= WORK TASK =
Every entry must come back exactly as it was given.

[Natural-language object grounding data]
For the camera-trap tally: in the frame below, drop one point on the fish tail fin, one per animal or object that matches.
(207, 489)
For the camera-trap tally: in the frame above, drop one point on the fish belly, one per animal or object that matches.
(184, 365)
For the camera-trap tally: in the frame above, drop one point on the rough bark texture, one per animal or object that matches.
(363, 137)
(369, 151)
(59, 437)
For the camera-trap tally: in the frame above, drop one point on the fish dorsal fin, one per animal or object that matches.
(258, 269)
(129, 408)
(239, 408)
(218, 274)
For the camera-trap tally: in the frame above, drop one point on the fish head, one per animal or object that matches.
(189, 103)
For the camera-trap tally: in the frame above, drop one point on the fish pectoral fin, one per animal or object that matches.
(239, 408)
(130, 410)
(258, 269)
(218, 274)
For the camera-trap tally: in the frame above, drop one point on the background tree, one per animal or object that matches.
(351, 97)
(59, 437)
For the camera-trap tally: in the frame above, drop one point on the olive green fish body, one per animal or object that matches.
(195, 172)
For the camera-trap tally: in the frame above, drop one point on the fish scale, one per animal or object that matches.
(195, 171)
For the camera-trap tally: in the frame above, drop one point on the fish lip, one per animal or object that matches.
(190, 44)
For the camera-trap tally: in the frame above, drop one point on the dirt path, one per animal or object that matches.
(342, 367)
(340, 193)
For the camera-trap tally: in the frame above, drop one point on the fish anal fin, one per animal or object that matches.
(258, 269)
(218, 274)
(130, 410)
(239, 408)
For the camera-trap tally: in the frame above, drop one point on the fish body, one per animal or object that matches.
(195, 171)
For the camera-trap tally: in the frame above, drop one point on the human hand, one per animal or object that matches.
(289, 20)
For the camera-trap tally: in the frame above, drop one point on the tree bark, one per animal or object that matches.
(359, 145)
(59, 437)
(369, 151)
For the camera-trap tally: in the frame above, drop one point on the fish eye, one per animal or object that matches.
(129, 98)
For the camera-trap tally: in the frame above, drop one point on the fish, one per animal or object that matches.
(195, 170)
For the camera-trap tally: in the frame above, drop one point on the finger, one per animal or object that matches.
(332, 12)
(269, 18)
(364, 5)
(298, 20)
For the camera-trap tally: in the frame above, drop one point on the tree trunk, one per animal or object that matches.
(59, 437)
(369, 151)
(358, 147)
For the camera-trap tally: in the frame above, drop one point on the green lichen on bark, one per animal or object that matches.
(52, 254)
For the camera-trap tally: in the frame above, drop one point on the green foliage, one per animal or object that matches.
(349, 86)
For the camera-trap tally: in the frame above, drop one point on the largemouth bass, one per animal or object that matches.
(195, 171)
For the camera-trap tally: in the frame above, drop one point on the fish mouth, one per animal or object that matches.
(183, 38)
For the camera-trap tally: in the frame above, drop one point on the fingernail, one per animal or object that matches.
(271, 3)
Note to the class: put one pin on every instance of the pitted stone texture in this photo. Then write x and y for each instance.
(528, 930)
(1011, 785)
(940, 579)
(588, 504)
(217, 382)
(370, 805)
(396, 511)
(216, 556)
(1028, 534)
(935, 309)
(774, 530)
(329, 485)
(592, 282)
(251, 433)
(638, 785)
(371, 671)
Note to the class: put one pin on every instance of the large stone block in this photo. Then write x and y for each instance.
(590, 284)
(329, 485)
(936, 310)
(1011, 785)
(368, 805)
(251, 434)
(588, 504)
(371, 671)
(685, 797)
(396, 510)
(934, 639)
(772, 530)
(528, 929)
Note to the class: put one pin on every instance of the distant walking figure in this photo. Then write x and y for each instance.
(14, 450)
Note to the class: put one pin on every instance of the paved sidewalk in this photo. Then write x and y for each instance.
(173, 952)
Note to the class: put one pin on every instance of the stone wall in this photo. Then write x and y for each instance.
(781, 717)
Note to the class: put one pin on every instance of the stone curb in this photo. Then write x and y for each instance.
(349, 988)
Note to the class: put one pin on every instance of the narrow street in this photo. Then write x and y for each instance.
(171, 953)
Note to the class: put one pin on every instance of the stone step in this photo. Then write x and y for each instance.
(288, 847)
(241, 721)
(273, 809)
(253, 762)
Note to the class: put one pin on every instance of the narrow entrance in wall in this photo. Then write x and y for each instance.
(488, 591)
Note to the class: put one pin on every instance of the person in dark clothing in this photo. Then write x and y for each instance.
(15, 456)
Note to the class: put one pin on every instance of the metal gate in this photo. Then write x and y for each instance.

= RESPONSE AREA =
For the camera-trap tally: in the frame below, drop one point on the fish tail fin, one per animal or object that matches.
(207, 489)
For the camera-trap tally: in the frame above, drop one point on the fish belly, one per animal or object that matches.
(184, 365)
For the camera-trap tally: in the frame above, drop one point on the rough bark texture, one per animal or object that matches.
(363, 137)
(369, 151)
(59, 437)
For the camera-trap tally: in the frame above, drop one point on the fish dorsal fin, one per animal or object that matches.
(258, 269)
(129, 408)
(239, 408)
(218, 274)
For the camera-trap tally: in the frame above, drop one point on the fish head, one per animal or object that matches.
(189, 103)
For the camera-trap tally: in the frame above, drop one point on the fish pectoral fin, one per animal or object that matches.
(239, 408)
(130, 410)
(258, 269)
(218, 274)
For the camera-trap tally: in the frame above, drop one point on the background tree, one per animal or object that matches.
(351, 97)
(59, 437)
For the camera-trap tally: in the frame above, drop one point on the olive green fish body, one per animal or object that matches.
(195, 172)
For the camera-trap tally: in the frame above, drop one point on the fish scale, one per animal or object that matches.
(195, 171)
For the camera-trap tally: in the frame above, drop one point on the fish lip, one per animal or object that matches.
(190, 44)
For the camera-trap tally: in the frame above, drop one point on the dirt path, one per animal or object that matches.
(342, 367)
(340, 193)
For the camera-trap tally: in the frame above, drop one point on the fish anal fin, one per animal or object that matches.
(258, 269)
(218, 274)
(130, 410)
(239, 408)
For the camera-trap tally: in the frame above, drop one point on the fish body, one per animal or object that matches.
(195, 171)
For the camera-trap tally: in the frame above, drop one point on the human hand, one per animal or object that matches.
(289, 20)
For the camera-trap tally: in the frame above, drop one point on the tree bark, one per animal or object that matches.
(359, 145)
(59, 437)
(369, 151)
For the camera-trap tally: in the frame above, drop one point on the fish eye, one per animal or object that matches.
(129, 98)
For the camera-trap tally: in the frame above, drop one point on the fish, one per animal or object that matches.
(195, 170)
For the camera-trap tally: in the frame above, drop one point on the finger, one per animal or object that matches.
(332, 12)
(269, 18)
(364, 5)
(298, 20)
For the camera-trap tally: in the frame above, drop one point on the tree trunk, one per animal or object that matches.
(59, 437)
(369, 151)
(358, 147)
For the camera-trap tally: in the frame above, drop one point on the green lichen on bark, one per animal or object that matches.
(52, 254)
For the camera-trap tally: in the frame above, drop one point on the green foliage, one per animal or object that matches.
(349, 86)
For the camera-trap tally: in the frame above, drop one point on the largemouth bass, one per animal or object that matches.
(195, 171)
For the camera-trap tally: in the frame above, drop one point on the fish mouth, one per animal or object that matches.
(183, 38)
For the camera-trap tally: in the frame above, drop one point on the fingernail, one per animal or object that matches.
(271, 3)
Note to the class: put one pin on every instance of the pitted stone texture in this photo. Then write x and y for each instance.
(528, 930)
(1011, 785)
(940, 579)
(588, 504)
(217, 382)
(370, 805)
(396, 511)
(216, 556)
(1028, 534)
(935, 309)
(774, 530)
(329, 485)
(592, 282)
(251, 433)
(638, 785)
(371, 671)
Note to the class: put one pin on every instance of the large stone block in this photo. Then write x and y for each instance.
(590, 284)
(329, 485)
(936, 310)
(1011, 785)
(368, 805)
(251, 434)
(588, 504)
(371, 671)
(685, 797)
(396, 510)
(934, 639)
(772, 530)
(528, 929)
Note to the class: put one pin on every instance of the distant walking figure in this photo. Then write x and y for each instance.
(14, 450)
Note to the class: put one pin on every instance of the paved sidewalk in this photo. Then write x and y for each instance.
(173, 952)
Note to the class: put one pin on every instance of the stone wall in this photo. Then write x and y for each instance.
(781, 717)
Note to the class: put one pin on every instance of the stone curb in this photo. Then write x and y for each instance.
(349, 988)
Note to the class: put one pin on every instance of the narrow street in this photo. Then write x and y for each instance.
(171, 953)
Note to the class: put one pin on every instance of the stone step in this photo. Then write x and y for each instance.
(288, 847)
(241, 721)
(273, 809)
(253, 762)
Note to the class: put one pin on every instance of the narrow entrance in wall in this photo. Then write x and y for each instance.
(488, 591)
Note to the class: put one pin on every instance of the person in dark clothing in this photo. Then write x and y for each instance.
(15, 456)
Note to the class: put one pin on every instance of the metal gate in this photo. Then write x and y for each instance.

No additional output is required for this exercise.